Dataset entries
_____

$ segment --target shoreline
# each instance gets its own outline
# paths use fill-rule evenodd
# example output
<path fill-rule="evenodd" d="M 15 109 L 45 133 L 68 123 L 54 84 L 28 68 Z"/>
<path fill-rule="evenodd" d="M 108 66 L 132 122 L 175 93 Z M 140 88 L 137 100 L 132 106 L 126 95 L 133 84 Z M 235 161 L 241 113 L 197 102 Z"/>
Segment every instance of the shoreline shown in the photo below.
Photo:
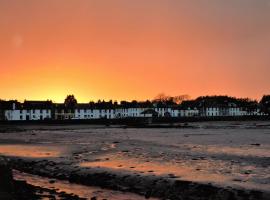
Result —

_____

- [AIM OF THE TASK] Working from the records above, reproduce exactly the lines from the one with "108 66 L 132" through the last line, without the pictures.

- [ANSWER SECTION]
<path fill-rule="evenodd" d="M 108 66 L 132 122 L 175 93 Z M 140 88 L 137 100 L 132 106 L 126 95 L 133 84 Z M 235 161 L 241 113 L 197 102 Z"/>
Segment every instance of the shoreline shown in the photo below.
Photo:
Result —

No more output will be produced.